* **Source records**
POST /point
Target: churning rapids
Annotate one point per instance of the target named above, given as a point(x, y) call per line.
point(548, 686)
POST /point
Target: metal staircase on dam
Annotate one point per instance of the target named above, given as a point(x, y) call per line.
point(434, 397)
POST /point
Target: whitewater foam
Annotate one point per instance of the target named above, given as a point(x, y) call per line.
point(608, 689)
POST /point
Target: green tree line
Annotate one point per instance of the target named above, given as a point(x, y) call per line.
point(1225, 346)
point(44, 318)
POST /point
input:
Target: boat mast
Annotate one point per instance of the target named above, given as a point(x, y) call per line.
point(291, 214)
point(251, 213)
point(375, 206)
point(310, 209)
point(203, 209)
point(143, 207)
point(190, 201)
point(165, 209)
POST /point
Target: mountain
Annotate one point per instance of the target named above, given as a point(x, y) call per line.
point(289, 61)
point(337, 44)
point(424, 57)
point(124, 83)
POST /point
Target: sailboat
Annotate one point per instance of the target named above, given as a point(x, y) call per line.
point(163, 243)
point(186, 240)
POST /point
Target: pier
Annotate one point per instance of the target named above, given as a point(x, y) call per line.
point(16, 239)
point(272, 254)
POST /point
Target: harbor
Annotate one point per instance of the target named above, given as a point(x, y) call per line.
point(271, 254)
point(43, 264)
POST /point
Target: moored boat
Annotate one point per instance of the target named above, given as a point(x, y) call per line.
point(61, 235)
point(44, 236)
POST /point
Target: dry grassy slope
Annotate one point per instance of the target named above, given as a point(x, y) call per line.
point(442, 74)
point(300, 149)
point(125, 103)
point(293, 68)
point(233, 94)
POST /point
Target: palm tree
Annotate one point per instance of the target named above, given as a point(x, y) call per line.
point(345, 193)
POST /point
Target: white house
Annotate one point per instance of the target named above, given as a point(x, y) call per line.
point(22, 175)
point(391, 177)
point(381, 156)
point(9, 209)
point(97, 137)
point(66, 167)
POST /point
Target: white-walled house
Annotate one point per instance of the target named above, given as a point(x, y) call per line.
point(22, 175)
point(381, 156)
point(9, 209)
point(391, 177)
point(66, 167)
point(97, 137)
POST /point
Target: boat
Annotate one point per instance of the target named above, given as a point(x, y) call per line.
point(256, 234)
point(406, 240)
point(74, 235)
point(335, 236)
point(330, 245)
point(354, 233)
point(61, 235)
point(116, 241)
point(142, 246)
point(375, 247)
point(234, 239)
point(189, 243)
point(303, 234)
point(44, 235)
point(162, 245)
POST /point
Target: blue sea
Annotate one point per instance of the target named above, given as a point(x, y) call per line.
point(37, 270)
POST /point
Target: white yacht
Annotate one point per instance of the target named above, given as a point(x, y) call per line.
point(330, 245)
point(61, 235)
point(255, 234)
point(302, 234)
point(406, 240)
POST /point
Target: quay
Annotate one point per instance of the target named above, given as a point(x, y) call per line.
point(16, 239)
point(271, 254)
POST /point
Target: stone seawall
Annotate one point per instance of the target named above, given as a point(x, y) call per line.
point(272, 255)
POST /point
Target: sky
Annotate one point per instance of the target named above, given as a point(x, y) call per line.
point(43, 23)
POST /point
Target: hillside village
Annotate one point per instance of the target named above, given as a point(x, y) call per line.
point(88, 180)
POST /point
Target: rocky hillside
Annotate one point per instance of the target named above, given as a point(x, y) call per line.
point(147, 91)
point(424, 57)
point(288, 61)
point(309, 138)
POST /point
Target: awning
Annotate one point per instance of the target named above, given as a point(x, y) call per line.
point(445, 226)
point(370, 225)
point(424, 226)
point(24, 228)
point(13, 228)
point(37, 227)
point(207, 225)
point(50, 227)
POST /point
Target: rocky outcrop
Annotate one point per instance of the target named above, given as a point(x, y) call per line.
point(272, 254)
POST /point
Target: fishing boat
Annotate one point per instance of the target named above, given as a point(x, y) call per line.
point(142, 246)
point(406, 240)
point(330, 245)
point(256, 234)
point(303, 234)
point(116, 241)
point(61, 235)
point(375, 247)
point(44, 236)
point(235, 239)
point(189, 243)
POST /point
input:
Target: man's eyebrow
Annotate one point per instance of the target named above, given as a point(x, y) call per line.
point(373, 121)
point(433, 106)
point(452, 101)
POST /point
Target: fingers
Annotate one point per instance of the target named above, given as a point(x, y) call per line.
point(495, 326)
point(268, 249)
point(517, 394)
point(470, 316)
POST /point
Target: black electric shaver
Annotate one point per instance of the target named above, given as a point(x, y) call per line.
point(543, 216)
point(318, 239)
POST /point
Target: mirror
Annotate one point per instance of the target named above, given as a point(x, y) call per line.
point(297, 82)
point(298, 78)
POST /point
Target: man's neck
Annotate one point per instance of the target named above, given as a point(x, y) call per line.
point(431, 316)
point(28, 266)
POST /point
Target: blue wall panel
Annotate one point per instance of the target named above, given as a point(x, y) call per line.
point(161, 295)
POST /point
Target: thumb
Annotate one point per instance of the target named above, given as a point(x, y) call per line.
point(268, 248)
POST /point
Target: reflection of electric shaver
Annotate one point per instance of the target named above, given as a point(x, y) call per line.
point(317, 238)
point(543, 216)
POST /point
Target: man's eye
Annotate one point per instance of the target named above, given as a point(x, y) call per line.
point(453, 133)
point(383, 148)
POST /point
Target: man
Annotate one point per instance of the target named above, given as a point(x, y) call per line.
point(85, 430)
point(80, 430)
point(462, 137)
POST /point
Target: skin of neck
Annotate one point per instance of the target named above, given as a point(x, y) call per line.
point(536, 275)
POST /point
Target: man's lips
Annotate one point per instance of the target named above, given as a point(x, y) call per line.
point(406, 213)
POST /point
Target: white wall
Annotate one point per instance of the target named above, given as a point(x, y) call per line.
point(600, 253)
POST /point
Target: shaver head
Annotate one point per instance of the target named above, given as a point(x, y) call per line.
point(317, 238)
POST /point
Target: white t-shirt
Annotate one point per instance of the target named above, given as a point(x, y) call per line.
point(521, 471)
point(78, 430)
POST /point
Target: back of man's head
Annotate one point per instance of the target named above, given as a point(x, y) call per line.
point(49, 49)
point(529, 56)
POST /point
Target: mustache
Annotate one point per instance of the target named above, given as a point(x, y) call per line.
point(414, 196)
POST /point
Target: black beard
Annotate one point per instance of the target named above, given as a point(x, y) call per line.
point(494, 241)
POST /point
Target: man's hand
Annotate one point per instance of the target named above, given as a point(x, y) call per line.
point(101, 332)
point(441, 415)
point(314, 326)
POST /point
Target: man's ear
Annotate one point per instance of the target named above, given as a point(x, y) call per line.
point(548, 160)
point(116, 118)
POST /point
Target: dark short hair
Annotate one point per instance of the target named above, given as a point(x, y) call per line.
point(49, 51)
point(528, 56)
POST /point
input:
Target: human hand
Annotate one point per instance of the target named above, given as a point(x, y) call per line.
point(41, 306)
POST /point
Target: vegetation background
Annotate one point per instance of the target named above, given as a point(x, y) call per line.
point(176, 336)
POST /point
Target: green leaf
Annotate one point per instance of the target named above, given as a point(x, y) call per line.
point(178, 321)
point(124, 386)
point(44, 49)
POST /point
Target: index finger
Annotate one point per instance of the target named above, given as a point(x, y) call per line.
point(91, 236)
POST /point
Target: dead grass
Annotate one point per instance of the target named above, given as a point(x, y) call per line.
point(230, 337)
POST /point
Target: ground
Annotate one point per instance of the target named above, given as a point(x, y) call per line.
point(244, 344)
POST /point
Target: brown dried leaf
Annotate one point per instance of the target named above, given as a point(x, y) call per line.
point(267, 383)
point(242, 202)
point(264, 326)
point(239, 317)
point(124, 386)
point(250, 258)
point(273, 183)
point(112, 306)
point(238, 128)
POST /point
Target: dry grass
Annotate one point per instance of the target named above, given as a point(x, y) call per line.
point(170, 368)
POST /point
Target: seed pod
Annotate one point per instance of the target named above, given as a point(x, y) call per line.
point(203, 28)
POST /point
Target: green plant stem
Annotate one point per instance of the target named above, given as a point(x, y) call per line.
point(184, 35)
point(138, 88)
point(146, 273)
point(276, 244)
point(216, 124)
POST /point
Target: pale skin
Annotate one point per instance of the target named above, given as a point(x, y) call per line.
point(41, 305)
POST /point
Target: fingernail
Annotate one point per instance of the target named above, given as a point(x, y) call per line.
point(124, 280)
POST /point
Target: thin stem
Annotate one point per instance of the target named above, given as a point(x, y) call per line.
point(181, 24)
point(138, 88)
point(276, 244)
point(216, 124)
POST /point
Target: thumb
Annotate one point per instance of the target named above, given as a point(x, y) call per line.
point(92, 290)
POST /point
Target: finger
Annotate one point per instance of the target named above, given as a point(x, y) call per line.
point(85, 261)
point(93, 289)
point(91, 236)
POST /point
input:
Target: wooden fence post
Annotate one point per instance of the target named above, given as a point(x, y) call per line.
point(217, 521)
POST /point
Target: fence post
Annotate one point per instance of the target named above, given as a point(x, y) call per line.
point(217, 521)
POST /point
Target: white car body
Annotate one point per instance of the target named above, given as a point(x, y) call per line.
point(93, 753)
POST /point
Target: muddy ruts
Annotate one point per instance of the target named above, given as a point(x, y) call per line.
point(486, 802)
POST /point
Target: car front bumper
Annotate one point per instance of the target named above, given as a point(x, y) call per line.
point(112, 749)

* **Your instructions**
Please find every line in the entries above that contains the string "neck", matching case, and copy each one out.

* **Solved problem**
Target: man's neck
Target: skin of neck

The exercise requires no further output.